**EXTRAIT DE PAGE:**
○ ○ ○

Manifestement, Čapek a lu avec attention les travaux de Freud. Il en use pour mettre au point ses énigmes, faire apparaître l’impérialisme de la vérité lorsqu’elle se veut dernier mot, jugement. On rit, on s’amuse mais l’angoisse n’est jamais loin : les personnages de Čapek prennent à la lettre des bouts de savoir. Ils construisent des logiques mortifères y compris lorsqu’au nom de la découverte freudienne ils font de l’inconscient un lieu de dissimulation et de mensonge. Tel est pris qui croyait prendre ! Le juge d’instruction Mates a une théorie : l’homme est un menteur. Si on laisse parler l’inculpé, c’est souvent par inadvertance qu’il dit LA vérité. Mates introduit dans la déposition la valeur du lapsus pour vérifier l’aveu. Il traque le bégaiement, la gaffe.

○ ○ ○

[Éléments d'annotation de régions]
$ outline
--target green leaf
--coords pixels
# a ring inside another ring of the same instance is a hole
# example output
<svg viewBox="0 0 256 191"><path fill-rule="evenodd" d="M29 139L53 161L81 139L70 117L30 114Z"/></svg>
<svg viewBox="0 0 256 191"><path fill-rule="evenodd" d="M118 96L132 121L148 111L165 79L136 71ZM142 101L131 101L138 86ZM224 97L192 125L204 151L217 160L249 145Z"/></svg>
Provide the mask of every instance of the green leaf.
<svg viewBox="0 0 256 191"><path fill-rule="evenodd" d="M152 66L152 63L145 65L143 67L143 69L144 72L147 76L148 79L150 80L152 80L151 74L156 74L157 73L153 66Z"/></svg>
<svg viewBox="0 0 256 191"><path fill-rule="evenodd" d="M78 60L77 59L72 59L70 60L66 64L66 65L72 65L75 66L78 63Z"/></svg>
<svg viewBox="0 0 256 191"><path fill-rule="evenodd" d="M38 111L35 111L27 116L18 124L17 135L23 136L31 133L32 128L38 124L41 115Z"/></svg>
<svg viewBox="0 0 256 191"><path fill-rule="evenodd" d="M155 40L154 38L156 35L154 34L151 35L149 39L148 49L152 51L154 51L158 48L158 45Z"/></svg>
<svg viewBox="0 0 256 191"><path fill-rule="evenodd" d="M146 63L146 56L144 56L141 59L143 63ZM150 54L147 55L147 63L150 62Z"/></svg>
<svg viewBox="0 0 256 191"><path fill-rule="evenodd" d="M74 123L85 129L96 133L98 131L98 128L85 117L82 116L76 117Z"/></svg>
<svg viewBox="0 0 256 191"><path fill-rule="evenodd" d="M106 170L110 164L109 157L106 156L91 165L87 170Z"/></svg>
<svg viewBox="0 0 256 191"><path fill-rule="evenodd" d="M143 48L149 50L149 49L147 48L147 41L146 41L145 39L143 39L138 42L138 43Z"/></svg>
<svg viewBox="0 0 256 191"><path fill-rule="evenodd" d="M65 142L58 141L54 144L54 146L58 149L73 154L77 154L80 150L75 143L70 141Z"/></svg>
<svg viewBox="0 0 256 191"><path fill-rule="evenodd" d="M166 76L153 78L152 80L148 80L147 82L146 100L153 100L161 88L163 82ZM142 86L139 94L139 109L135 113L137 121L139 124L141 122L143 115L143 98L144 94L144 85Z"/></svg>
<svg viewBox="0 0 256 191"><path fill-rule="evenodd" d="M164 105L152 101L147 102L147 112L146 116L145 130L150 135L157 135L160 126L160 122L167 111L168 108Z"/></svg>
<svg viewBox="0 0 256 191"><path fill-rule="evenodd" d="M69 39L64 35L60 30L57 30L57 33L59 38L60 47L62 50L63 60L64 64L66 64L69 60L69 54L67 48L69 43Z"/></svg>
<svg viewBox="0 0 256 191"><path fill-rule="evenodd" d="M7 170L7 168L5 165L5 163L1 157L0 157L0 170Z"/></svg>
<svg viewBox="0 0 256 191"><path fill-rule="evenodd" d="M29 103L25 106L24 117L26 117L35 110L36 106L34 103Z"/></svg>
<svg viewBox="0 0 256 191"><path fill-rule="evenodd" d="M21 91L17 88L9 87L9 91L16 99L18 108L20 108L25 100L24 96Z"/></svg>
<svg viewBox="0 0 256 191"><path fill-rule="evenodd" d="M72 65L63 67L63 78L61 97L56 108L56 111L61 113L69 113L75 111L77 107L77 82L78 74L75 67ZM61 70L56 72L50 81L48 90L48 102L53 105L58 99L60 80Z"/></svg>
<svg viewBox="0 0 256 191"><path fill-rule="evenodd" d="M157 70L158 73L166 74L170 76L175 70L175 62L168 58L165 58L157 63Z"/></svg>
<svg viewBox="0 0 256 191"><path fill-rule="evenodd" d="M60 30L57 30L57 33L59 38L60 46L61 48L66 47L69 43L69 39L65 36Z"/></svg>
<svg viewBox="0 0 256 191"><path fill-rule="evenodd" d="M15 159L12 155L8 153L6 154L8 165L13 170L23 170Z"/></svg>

○ ○ ○

**CONSIGNES DE L'EXERCICE:**
1 > Selon l'extrait sur Čapek et Freud, quelle théorie le juge d'instruction Mates soutient-il ?
2 > Reprenez l'extrait sur Čapek et Freud après sa dernière phrase et poursuivez-en la rédaction.

**RÉPONSES ATTENDUES:**
1 > Pour Mates, l'homme est un menteur.

2 >
Dans sa vie conjugale, il poursuit cette passion qui fait de lui un enragé. Il piste sa femme, la surveille, la soumet chaque jour à des contre-interrogatoires non directifs et subtils, dans l’espoir de vérifier si la « chère Marta » est amoureuse ou non du jeune Arthur rencontré en cure. Une jalousie qui l’entraîne sur des voies périlleuses, pour autant que la méthode utilisée fait sans cesse exister l’ennemi, à son image… Je vous laisse découvrir la ruse mise en scène par Čapek pour permettre à Marta de poursuivre ses amours clandestines. Quand le regard est trop présent, ce n’est pas la vérité qui soulage, mais la lettre lapsus : le mari reçoit, par erreur, une lettre de sa femme adressée au beau jeune homme. « Pauvre Marta, en conclut notre juge, comme je t’ai fait souffrir avec ma jalousie ! Tu t’inquiétais pour moi et tu en parles à notre
ami… »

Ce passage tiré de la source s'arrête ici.